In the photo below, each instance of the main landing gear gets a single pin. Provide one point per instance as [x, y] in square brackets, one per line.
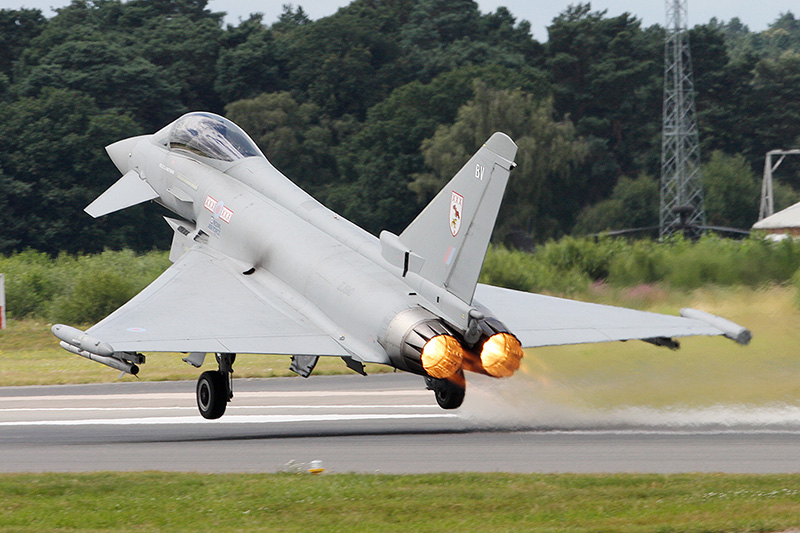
[450, 391]
[215, 387]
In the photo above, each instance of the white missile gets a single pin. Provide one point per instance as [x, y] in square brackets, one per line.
[730, 329]
[82, 341]
[113, 362]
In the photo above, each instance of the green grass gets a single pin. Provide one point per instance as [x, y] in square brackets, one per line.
[437, 502]
[704, 371]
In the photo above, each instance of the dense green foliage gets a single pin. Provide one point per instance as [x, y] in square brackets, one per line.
[85, 288]
[372, 108]
[76, 289]
[571, 264]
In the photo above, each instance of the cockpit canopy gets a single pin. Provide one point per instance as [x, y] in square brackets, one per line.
[211, 136]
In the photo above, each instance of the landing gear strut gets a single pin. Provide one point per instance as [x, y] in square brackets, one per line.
[215, 388]
[449, 392]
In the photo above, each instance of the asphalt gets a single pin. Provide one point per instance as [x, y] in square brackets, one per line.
[383, 423]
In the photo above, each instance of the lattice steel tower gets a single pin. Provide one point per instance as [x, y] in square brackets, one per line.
[681, 187]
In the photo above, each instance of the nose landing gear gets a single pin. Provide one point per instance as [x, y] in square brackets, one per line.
[215, 388]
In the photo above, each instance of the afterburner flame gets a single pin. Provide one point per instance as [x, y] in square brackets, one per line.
[501, 355]
[442, 356]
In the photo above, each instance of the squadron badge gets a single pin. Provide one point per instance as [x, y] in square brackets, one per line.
[456, 207]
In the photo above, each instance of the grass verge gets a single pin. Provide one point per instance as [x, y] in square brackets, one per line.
[435, 502]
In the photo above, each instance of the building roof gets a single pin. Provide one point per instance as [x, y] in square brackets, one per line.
[788, 218]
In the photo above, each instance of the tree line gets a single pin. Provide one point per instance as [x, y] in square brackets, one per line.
[372, 109]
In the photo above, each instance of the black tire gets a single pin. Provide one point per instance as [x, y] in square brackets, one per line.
[212, 394]
[449, 394]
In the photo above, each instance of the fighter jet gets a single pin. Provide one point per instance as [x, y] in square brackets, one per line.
[261, 267]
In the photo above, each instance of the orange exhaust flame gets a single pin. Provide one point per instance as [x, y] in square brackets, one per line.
[442, 356]
[501, 355]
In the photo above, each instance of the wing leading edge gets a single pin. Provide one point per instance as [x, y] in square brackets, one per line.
[204, 303]
[539, 320]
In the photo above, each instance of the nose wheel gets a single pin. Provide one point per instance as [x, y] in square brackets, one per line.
[449, 392]
[214, 388]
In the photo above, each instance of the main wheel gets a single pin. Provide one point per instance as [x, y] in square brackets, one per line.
[212, 394]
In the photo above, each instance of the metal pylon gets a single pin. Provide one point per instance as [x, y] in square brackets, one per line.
[681, 186]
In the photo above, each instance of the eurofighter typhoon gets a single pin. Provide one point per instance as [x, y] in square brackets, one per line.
[261, 267]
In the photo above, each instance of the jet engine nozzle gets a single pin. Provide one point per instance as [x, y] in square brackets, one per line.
[442, 356]
[418, 341]
[501, 355]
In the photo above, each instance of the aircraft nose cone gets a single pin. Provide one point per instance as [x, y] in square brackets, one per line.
[120, 153]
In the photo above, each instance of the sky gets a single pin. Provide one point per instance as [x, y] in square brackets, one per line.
[757, 15]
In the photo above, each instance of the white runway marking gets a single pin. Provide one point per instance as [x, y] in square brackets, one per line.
[230, 419]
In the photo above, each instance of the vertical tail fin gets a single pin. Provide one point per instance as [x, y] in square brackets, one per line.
[451, 235]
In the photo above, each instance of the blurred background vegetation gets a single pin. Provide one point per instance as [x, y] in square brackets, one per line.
[82, 289]
[373, 108]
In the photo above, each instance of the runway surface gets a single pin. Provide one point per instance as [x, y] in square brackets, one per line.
[383, 423]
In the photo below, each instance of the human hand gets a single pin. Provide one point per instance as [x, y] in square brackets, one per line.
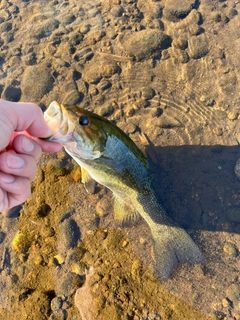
[20, 149]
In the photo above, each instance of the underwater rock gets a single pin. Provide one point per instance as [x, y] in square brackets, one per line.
[175, 10]
[143, 43]
[37, 81]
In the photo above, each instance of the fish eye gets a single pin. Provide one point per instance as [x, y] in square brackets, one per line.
[83, 121]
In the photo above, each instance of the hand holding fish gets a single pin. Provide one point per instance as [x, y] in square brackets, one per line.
[20, 149]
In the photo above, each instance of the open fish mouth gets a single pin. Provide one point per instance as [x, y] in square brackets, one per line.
[56, 117]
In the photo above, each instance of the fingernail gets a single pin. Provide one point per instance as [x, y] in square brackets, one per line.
[27, 145]
[14, 162]
[7, 178]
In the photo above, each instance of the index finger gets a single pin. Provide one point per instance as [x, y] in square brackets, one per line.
[18, 116]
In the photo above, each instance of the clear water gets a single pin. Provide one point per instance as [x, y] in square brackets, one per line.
[168, 69]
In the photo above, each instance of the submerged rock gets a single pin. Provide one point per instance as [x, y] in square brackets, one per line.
[144, 43]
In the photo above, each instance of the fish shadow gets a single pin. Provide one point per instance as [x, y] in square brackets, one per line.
[197, 185]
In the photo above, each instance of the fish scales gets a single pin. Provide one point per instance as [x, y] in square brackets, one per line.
[107, 155]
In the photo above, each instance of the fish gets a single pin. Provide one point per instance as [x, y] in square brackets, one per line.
[108, 156]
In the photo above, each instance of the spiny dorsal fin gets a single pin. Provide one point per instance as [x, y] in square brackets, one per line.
[88, 182]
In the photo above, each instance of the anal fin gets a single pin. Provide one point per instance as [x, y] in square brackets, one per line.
[124, 213]
[88, 182]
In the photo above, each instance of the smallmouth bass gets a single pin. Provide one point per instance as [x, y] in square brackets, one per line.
[107, 155]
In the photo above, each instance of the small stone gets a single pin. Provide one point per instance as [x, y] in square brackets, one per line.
[225, 303]
[125, 243]
[230, 249]
[73, 98]
[116, 265]
[105, 111]
[46, 28]
[59, 259]
[117, 11]
[102, 207]
[36, 82]
[130, 128]
[12, 94]
[104, 84]
[232, 115]
[141, 103]
[198, 46]
[70, 234]
[47, 231]
[129, 112]
[218, 131]
[156, 112]
[233, 292]
[175, 10]
[38, 260]
[56, 303]
[85, 29]
[76, 174]
[43, 210]
[232, 13]
[180, 43]
[2, 236]
[110, 69]
[147, 93]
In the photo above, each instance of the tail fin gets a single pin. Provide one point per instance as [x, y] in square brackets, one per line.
[173, 245]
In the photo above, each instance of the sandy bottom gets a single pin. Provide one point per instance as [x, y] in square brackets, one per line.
[169, 69]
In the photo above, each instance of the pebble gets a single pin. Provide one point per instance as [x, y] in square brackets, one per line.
[218, 131]
[2, 236]
[12, 93]
[56, 303]
[198, 46]
[232, 115]
[233, 292]
[104, 84]
[105, 111]
[144, 43]
[73, 97]
[110, 69]
[180, 43]
[29, 59]
[46, 28]
[43, 210]
[102, 207]
[230, 249]
[70, 234]
[47, 231]
[147, 93]
[175, 10]
[36, 82]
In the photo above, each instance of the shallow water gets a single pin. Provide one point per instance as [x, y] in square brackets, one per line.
[168, 69]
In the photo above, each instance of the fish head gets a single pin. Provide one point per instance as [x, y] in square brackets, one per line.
[80, 131]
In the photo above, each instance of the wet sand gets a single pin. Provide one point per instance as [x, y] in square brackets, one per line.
[168, 69]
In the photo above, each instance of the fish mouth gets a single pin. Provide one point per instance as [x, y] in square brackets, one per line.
[57, 119]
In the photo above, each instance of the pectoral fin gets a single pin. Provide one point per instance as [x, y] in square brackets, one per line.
[88, 182]
[124, 213]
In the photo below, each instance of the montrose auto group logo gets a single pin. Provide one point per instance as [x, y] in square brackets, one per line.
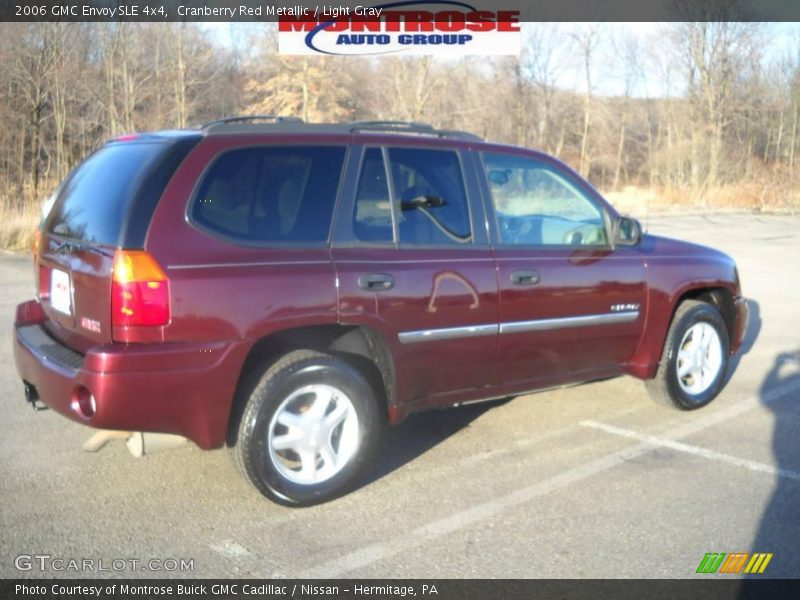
[410, 27]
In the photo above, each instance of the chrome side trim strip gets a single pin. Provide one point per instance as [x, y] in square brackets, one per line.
[274, 263]
[566, 322]
[448, 333]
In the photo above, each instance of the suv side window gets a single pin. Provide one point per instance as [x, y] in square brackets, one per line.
[430, 200]
[372, 217]
[270, 194]
[535, 204]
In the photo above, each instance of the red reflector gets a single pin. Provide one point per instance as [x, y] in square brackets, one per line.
[44, 282]
[139, 291]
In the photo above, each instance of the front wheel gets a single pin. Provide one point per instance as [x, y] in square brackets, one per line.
[695, 358]
[308, 429]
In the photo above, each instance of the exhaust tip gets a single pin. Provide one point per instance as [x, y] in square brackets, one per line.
[83, 402]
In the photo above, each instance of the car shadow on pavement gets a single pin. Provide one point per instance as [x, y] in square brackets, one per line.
[779, 529]
[750, 337]
[419, 433]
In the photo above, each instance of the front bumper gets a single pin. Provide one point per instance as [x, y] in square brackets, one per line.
[180, 388]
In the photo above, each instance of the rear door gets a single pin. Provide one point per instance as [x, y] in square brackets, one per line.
[571, 305]
[90, 218]
[413, 262]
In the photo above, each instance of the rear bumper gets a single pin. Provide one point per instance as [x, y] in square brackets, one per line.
[181, 388]
[742, 322]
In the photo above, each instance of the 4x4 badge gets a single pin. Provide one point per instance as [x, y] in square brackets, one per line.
[624, 307]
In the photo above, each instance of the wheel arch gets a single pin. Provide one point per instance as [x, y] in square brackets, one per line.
[645, 360]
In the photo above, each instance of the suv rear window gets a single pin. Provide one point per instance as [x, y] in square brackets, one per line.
[270, 194]
[94, 201]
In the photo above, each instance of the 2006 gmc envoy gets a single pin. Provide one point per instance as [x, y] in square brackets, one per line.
[283, 288]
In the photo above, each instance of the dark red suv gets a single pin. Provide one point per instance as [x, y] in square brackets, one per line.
[283, 288]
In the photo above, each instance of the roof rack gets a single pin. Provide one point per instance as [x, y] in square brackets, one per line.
[249, 118]
[413, 127]
[291, 125]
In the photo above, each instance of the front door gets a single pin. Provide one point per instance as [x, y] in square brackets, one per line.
[571, 305]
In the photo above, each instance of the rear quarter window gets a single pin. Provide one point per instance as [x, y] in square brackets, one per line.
[93, 202]
[270, 195]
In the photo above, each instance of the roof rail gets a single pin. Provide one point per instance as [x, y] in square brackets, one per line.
[411, 127]
[292, 125]
[249, 118]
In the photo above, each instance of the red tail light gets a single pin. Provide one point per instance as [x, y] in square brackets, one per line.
[139, 290]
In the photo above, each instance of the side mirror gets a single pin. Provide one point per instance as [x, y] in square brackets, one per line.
[627, 232]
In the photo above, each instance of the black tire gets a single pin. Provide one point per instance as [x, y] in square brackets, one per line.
[670, 389]
[281, 390]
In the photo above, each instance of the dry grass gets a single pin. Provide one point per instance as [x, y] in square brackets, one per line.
[18, 226]
[757, 197]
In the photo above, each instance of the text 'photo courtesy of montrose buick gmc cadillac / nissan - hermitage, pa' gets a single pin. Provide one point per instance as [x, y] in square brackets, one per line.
[286, 290]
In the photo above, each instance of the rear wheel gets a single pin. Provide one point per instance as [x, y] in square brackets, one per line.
[308, 429]
[695, 358]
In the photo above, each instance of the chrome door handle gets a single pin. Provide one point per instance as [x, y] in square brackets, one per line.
[524, 277]
[375, 282]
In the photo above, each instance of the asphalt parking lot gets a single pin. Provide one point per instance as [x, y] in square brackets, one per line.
[588, 481]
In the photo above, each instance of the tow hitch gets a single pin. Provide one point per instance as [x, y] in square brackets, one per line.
[32, 396]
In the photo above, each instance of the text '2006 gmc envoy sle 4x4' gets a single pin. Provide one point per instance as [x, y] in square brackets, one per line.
[283, 289]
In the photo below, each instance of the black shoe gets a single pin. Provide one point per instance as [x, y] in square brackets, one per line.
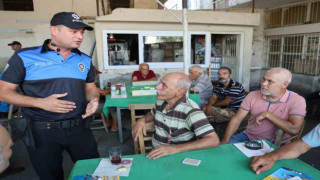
[12, 171]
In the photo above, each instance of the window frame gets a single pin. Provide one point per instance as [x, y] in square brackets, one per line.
[141, 34]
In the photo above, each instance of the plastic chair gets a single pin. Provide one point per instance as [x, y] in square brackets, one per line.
[140, 145]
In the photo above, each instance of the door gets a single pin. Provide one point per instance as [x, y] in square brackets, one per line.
[230, 54]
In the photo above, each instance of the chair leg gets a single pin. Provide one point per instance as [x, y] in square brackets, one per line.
[104, 122]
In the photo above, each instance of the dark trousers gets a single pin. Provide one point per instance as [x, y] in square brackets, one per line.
[47, 158]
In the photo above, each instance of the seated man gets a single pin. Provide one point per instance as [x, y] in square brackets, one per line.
[179, 123]
[144, 74]
[272, 107]
[226, 98]
[200, 83]
[5, 149]
[260, 164]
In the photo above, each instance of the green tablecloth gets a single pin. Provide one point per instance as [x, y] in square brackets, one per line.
[124, 102]
[224, 162]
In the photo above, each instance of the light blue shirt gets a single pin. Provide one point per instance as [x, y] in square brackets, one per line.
[313, 137]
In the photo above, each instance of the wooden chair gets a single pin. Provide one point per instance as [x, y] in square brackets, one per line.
[280, 133]
[99, 123]
[140, 145]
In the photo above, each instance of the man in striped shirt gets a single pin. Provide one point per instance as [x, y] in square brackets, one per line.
[179, 123]
[226, 98]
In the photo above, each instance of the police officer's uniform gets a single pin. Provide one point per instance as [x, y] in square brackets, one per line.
[41, 72]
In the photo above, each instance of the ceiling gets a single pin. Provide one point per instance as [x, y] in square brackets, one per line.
[267, 4]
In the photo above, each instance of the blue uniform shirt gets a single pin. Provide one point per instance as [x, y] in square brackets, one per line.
[41, 72]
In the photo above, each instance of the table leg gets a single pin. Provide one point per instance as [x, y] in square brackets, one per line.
[120, 124]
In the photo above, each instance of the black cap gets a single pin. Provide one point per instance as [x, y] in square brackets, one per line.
[14, 43]
[69, 19]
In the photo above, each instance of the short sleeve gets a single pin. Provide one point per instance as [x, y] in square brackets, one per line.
[312, 139]
[198, 122]
[298, 107]
[15, 72]
[91, 74]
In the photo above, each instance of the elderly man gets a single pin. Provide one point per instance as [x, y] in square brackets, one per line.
[180, 124]
[226, 98]
[144, 74]
[260, 164]
[200, 83]
[60, 95]
[5, 149]
[15, 45]
[270, 108]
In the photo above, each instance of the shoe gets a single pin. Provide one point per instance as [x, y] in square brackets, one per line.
[12, 171]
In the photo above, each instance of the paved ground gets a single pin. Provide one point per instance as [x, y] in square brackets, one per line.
[20, 157]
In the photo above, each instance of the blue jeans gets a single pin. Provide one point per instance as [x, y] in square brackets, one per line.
[241, 137]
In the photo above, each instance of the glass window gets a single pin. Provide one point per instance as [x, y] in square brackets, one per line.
[162, 49]
[123, 49]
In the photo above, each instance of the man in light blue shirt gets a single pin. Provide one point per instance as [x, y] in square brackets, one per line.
[260, 164]
[200, 83]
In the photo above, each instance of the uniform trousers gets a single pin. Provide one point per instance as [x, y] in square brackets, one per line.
[47, 158]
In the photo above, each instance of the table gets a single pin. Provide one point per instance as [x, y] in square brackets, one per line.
[224, 162]
[123, 103]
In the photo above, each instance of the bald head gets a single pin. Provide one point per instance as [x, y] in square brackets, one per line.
[284, 75]
[5, 148]
[181, 80]
[195, 72]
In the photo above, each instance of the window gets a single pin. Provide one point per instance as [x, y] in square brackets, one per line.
[163, 48]
[298, 53]
[16, 5]
[160, 49]
[303, 13]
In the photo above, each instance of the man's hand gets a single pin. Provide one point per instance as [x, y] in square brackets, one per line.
[162, 150]
[92, 107]
[259, 118]
[209, 111]
[54, 104]
[260, 164]
[138, 127]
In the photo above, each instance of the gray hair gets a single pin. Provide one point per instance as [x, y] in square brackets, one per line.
[285, 71]
[197, 68]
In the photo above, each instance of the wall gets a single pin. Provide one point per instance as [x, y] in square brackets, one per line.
[155, 20]
[14, 22]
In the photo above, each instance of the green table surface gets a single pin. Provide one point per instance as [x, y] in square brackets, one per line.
[124, 102]
[224, 162]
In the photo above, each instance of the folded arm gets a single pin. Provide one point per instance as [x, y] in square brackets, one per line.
[292, 126]
[260, 164]
[51, 103]
[234, 125]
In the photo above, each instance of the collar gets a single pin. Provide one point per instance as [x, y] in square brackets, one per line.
[183, 99]
[45, 48]
[285, 97]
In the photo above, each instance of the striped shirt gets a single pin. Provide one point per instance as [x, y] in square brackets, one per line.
[184, 122]
[234, 90]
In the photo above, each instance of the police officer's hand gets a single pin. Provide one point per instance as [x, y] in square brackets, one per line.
[54, 104]
[92, 107]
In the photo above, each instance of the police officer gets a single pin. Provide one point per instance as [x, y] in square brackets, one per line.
[60, 95]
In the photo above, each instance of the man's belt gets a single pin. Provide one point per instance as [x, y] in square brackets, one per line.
[65, 124]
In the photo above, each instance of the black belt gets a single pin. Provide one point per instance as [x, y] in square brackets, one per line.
[58, 124]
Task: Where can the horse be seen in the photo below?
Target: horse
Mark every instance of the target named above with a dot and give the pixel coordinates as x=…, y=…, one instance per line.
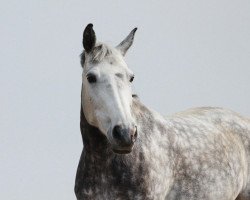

■ ■ ■

## WHAT NEEDS TO BE DONE
Please show, exactly as written, every line above that contains the word "horse".

## EXERCISE RESULT
Task: Where can the horse be seen in the photo below?
Target: horse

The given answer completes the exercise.